**Selected excerpt**
· · ·

# ADS 509 Sentiment Assignment

This notebook holds the Sentiment Assignment for Module 6 in ADS 509, Applied Text Mining. Work through this notebook, writing code and answering questions where required. 

In a previous assignment you put together Twitter data and lyrics data on two artists. In this assignment we apply sentiment analysis to those data sets. If, for some reason, you did not complete that previous assignment, data to use for this assignment can be found in the assignment materials section of Blackboard. 


## General Assignment Instructions

These instructions are included in every assignment, to remind you of the coding standards for the class. Feel free to delete this cell after reading it. 

One sign of mature code is conforming to a style guide. We recommend the [Google Python Style Guide](https://google.github.io/styleguide/pyguide.html). If you use a different style guide, please include a cell with a link. 

Your code should be relatively easy-to-read, sensibly commented, and clean. Writing code is a messy process, so please be sure to edit your final submission. Remove any cells that are not needed or parts of cells that contain unnecessary code. Remove inessential `import` statements and make sure that all such statements are moved into the designated cell.

· · ·

**Task list**
- a) Duplicate the stretch of the sentiment assignment text from "One sign of" through "with a link.".
- b) Pick up the sentiment assignment text after its last sentence and continue it.

· · ·

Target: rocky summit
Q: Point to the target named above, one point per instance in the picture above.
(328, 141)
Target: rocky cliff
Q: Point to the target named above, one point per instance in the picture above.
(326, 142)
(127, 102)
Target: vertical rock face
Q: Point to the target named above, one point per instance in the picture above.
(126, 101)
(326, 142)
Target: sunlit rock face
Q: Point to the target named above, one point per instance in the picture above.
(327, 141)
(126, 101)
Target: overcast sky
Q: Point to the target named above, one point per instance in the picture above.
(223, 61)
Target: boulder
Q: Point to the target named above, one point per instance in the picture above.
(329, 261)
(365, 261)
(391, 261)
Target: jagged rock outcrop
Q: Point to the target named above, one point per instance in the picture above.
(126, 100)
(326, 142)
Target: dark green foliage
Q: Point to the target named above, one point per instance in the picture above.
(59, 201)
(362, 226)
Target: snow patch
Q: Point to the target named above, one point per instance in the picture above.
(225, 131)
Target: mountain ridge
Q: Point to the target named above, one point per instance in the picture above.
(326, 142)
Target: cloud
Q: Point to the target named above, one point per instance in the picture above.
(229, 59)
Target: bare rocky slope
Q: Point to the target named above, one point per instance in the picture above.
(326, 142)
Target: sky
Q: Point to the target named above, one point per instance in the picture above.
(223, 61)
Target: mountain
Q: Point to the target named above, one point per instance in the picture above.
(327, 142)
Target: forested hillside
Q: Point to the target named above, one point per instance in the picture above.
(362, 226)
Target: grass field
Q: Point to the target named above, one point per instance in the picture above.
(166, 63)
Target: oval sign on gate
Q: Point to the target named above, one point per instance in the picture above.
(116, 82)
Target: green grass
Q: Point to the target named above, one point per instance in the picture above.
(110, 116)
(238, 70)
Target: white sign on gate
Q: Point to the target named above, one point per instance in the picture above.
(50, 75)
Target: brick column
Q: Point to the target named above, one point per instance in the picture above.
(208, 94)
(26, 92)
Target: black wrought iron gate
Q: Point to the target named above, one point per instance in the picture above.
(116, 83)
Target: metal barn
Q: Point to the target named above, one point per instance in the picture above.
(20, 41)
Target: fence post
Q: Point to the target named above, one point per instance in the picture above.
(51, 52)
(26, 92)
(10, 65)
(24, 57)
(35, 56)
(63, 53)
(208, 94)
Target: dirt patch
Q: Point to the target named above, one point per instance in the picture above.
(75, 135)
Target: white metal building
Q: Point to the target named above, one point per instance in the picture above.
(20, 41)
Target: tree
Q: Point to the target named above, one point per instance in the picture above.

· · ·

**Answers for this exercise**
- a)
One sign of mature code is conforming to a style guide. We recommend the [Google Python Style Guide](https://google.github.io/styleguide/pyguide.html). If you use a different style guide, please include a cell with a link.

- b)
Make use of non-code cells for written commentary. These cells should be grammatical and clearly written. In some of these cells you will have questions to answer. The questions will be marked by a "Q:" and will have a corresponding "A:" spot for you. *Make sure to answer every question marked with a `Q:` for full credit.* 


In [16]:
import os
import re
import emoji
import pandas as pd
import numpy as np

from collections import Counter, defaultdict
from string import punctuation

from nltk.corpus import stopwords

sw = stopwords.words("english")

In [17]:
# Add any additional import statements you need here




In [18]:
# change `data_location` to the location of the folder on your machine.
data_location = "/Users/kyledalope/Documents/GitHub/ads509-tm-sentiment"

# These subfolders should still work if you correctly stored the 
# data from the Module 1 assignment
twitter_folder = "/Users/kyledalope/Downloads/M1 Results/twitter"
lyrics_folder = "/Users/kyledalope/Downloads/M1 Results/lyrics"

positive_words_file = "positive-words.txt"
negative_words_file = "negative-words.txt"
tidy_text_file = "tidytext_sentiments.txt"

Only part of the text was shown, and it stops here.